[PAGE EXTRACT]:
───
Each attribute is stored in a separate file. Node and edge attribute files use the same format. Node attribute file names often use the suffix ".noa", while edge attribute file names use the suffix ".eda". Cytoscape recognizes these suffixes when browsing for attribute files.
Node and edge attributes may be loaded at the command line using the –n and –e options or via the File → Import menu.
When expression data is loaded using an expression matrix, it is automatically loaded as node attribute data unless explicitly specified otherwise.
Node and edge attributes are attached to nodes and edges, and so are independent of networks. Attributes for a given node or edge will be applied to all copies of that node or edge in all loaded network files, regardless of whether the attribute file or network file is imported first.
Note: In order to import network attributes in Cytoscape 2.4, please go to File → Import → Attribute from Table (text/MS Excel)... or encode them in an XGMML network file (see Supported File Formats for more details).
Every attribute file has one header line that gives the name of the attribute, and optionally some additional meta-information about that attribute. The format is as follows:
attributeName (class=formal.class.of.value)
The first field is always the attribute name: it cannot contain spaces. If present, the class field defines the formal (package qualified) name of the class of the attribute values. For example, java.lang.String for Strings, java.lang.Double for floating point values, java.lang.Integer for integer values, etc. If the value is actually a list of values, the class should be the type of the objects in the list. If no class is specified in the header line, Cytoscape will attempt to guess the type from the first value. If the first value contains numbers in a floating point format, Cytoscape will assume java.lang.Double; if the first value contains only numbers with no decimal point, Cytoscape will assume java.lang.Integer; otherwise Cytoscape will assume java.lang.String. Note that the first value can lead Cytoscape astray: for example,
floatingPointAttribute firstName = 1 secondName = 2.5
In this case, the first value will make Cytoscape think the values should be integers, when in fact they should be floating point numbers. It's safest to explicitly specify the value type to prevent confusion. A better format would be:
floatingPointAttribute (class=Double) firstName = 1 secondName = 2.5
or
floatingPointAttribute firstName = 1.0 secondName = 2.5
Every line past the first line identifies the name of an object (a node in a node attribute file or an edge in a edge attribute file) along with the String representation of the attribute value. The delimiter is always an equals sign; whitespace (spaces and/or tabs) before and after the equals sign is ignored. This means that your names and values can contain whitespace, but object names cannot contain an equals sign and no guarantees are made concerning leading or trailing whitespace. Object names must be the Node ID or Edge ID as seen in the left-most column of the attribute browser if the attribute is to map to anything. These names must be reproduced exactly, including case, or they will not match.
───
[EXTRACTED MATERIAL]:
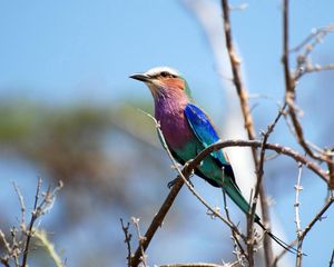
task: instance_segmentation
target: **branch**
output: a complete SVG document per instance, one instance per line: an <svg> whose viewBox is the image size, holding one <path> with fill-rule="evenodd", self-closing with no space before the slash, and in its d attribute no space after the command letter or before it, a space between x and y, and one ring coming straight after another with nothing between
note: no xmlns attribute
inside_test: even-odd
<svg viewBox="0 0 334 267"><path fill-rule="evenodd" d="M226 48L229 56L230 61L230 68L233 73L233 81L240 101L240 108L245 121L245 128L247 130L248 139L254 140L256 138L255 135L255 128L253 123L253 119L250 116L250 109L248 105L248 97L247 91L244 88L244 85L242 82L242 75L240 75L240 60L238 59L232 40L232 27L229 21L229 4L228 0L222 0L222 7L223 7L223 17L224 17L224 32L225 32L225 40L226 40ZM252 155L253 160L255 164L255 169L258 169L258 159L256 155L256 150L252 147ZM262 182L258 182L258 191L259 191L259 198L261 198L261 206L262 206L262 217L264 221L269 221L269 214L268 214L268 205L266 201L265 190L262 185ZM250 220L250 219L248 219ZM248 225L248 224L247 224ZM253 224L250 222L249 226ZM254 266L254 258L253 258L253 229L248 228L248 239L250 239L250 243L247 243L247 250L248 250L248 257L249 257L249 266ZM268 237L265 236L264 238L264 250L265 250L265 257L266 257L266 265L273 260L272 257L272 243Z"/></svg>
<svg viewBox="0 0 334 267"><path fill-rule="evenodd" d="M130 222L127 222L127 225L125 225L122 221L122 218L120 218L120 225L121 225L121 229L122 229L124 236L125 236L124 241L127 244L127 249L128 249L128 256L127 256L128 266L130 266L130 264L131 264L131 238L132 238L132 235L129 234Z"/></svg>
<svg viewBox="0 0 334 267"><path fill-rule="evenodd" d="M219 141L215 142L214 145L207 147L203 151L200 151L195 159L191 161L196 166L200 164L200 161L210 152L219 150L222 148L226 147L253 147L253 148L261 148L262 141L257 140L226 140L226 141ZM317 164L311 161L303 155L298 154L297 151L293 150L292 148L281 146L278 144L266 144L265 149L274 150L277 154L285 155L289 158L293 158L295 161L303 164L312 170L314 174L316 174L320 178L322 178L326 184L328 184L328 175L326 171L324 171Z"/></svg>
<svg viewBox="0 0 334 267"><path fill-rule="evenodd" d="M168 264L160 265L159 267L233 267L234 265L216 265L207 263L195 263L195 264Z"/></svg>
───
[EXERCISE AIM]: Please continue the text on Cytoscape attribute files from its final sentence.

[RESULT OF THIS EXERCISE]:
Edge names are all of the form:
sourceName (edgeType) targetName
Specifically, that is
Note that tabs are not allowed in edge names. Tabs can be used to separate the edge name from the "=" delimiter, but not within the edge name itself. Also note that this format is different from the specification of interactions in the SIF file format. To be explicit: a SIF entry for the previous interaction would look like
sourceName edgeType targetName
or
To specify lists of values, use the following syntax:
listAttributeName (class=java.lang.String) firstObjectName = (firstValue::secondValue::thirdValue) secondObjectName = (onlyOneValue)
This example shows an attribute whose value is defined as a list of text strings. The first object has three strings, and thus three elements in its list, while the second object has a list with only one element. In the case of a list every attribute value uses list syntax (i.e. parentheses), and each element is of the same class. Again, the class will be inferred if it is not specified in the header line. Lists are not supported by the visual mapper and so can’t be mapped to visual attributes.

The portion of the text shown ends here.